◆ **TASK TO CARRY OUT**
Pull out every line of the listing that contains the word "signboard". Case counts.

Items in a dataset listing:
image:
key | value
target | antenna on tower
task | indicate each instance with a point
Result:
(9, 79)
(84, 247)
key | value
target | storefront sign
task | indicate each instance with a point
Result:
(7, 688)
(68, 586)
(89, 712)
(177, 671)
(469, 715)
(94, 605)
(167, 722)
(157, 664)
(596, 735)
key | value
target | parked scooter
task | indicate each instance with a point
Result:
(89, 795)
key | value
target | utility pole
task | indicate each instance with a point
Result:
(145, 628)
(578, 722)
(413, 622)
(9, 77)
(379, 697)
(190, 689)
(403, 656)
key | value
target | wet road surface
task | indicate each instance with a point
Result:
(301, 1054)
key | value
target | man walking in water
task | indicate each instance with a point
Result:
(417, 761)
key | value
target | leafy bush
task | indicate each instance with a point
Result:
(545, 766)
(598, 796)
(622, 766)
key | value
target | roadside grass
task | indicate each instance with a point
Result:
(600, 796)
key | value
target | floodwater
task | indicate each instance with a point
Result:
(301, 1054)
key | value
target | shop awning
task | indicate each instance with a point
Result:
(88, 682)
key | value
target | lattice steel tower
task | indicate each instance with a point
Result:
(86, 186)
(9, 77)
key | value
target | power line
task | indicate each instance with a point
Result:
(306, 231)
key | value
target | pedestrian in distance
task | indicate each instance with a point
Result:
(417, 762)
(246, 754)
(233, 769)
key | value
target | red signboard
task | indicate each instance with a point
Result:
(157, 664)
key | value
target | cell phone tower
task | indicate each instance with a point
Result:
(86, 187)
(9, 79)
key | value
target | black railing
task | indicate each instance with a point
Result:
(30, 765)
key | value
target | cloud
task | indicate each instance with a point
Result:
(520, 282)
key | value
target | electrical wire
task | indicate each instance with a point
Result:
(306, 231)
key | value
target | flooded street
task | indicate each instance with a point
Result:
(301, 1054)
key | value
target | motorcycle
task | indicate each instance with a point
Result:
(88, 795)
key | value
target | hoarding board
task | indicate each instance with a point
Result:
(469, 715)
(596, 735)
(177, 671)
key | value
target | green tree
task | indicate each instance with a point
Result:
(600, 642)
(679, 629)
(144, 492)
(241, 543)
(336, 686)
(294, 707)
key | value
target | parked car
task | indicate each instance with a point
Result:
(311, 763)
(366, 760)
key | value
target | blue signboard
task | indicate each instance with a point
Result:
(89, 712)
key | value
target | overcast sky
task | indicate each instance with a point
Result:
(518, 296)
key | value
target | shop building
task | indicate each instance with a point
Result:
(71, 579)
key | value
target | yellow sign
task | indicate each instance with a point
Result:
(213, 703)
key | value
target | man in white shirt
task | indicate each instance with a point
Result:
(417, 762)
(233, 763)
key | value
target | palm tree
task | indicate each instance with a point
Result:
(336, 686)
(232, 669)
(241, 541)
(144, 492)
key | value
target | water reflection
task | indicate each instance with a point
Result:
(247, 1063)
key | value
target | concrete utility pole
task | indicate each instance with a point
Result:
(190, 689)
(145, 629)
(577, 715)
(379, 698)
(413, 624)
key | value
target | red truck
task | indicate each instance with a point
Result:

◆ **SOLUTION TO THIS EXERCISE**
target | red signboard
target | blue signboard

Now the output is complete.